■ Source text:

McCain Foods Canada VP marketing Heather Crees was sorting through the frozen pizzas in the grocery store one day, when she was approached by a fellow shopper.

"I had a competitor's product in my hand, and she stopped me and said, 'Please don't buy that, I need to show you something.'"

The woman picked up a McCain pizza box and flipped it over. On the back was a list of ingredients that looked like a recipe in a cookbook instead of an inscrutable legal disclaimer from a food processor.

"She just walked me through the ingredients on the back," says Crees, "which was unbelievable."

As part of the It's All Good initiative, Florenceville, New Brunswick HQed McCain has reformulated the recipes for over 70 of its pizza, pockets and potato SKUs to include only recognizable ingredients. In other words, if you wouldn't normally have it in your kitchen at home, McCain doesn't want it in its kitchens, either. Hence the recipe.

"We thought, why not use that real estate, which had always been used as completely factual, informational," says Maxine Thomas, VP executive strategic director at McCain's advertising agency of record, Toronto-based Taxi Canada. "We showed people that, and they said, 'oh, it's like I would make it myself.'"

Now McCain is reworking its dessert products as well. It hasn't always been an easy process. For instance, the kids' potato product, Smiles, took 72 iterations to meet standards for ingredients, taste and nutritional value.

"As we get to desserts, you'll find that the number is even higher," says Crees, who joined McCain four years ago, and has since built a marketing team of about 20 people, all based out of the company's Toronto offices.

Since the campaign's launch in 2010, the efforts have resulted in some impressive numbers, and not just reducing sodium in Pizza Pockets by 15 to 20 percent. In the 12 months after the campaign launched, net dollar sales for McCain Superfries increased by +10.5% (as reported by Nielsen MarketTrack) and the category continues to grow.

■ Source data:
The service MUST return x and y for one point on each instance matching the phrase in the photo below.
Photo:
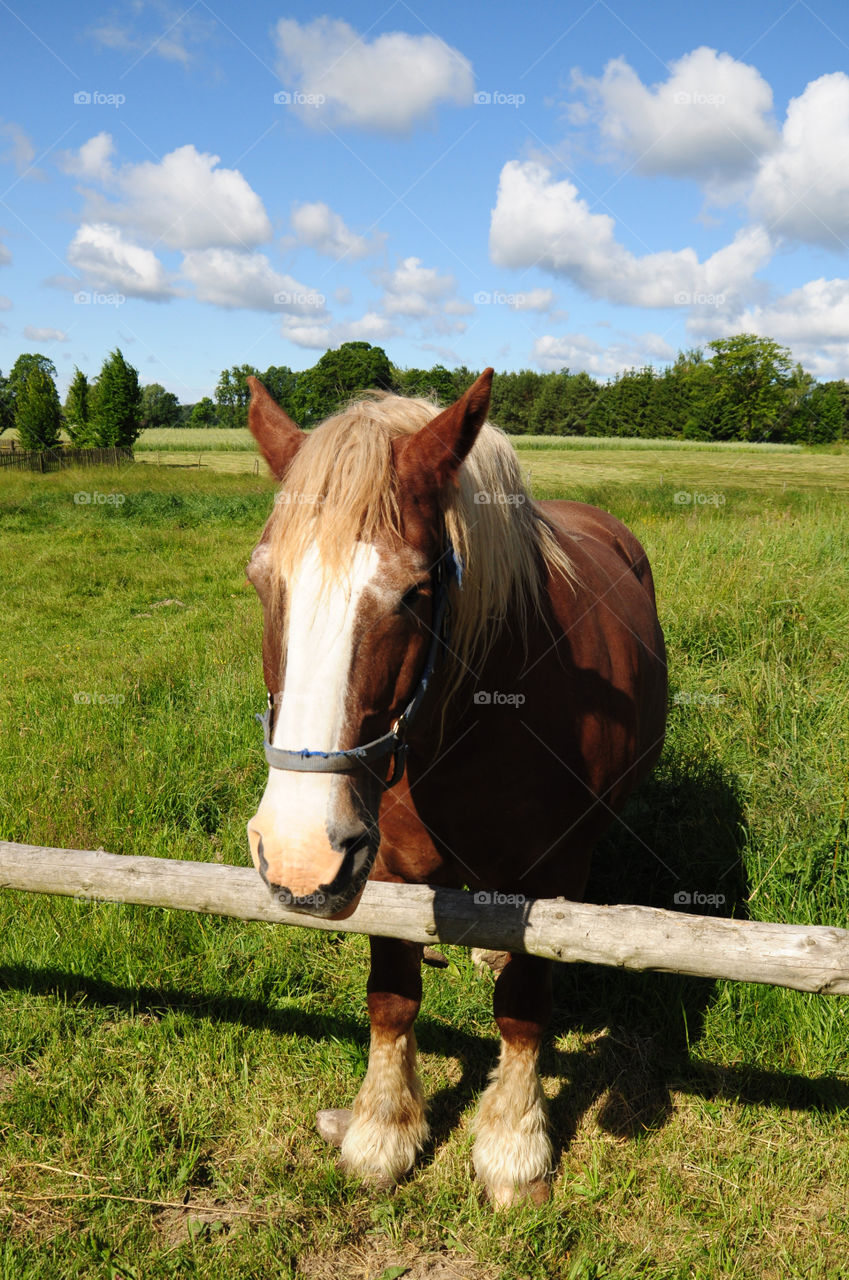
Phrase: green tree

■ Exercise prompt: Name each McCain product that the McCain marketing text identifies by a specific product name.

■ Reply to the exercise: Smiles, Pizza Pockets, McCain Superfries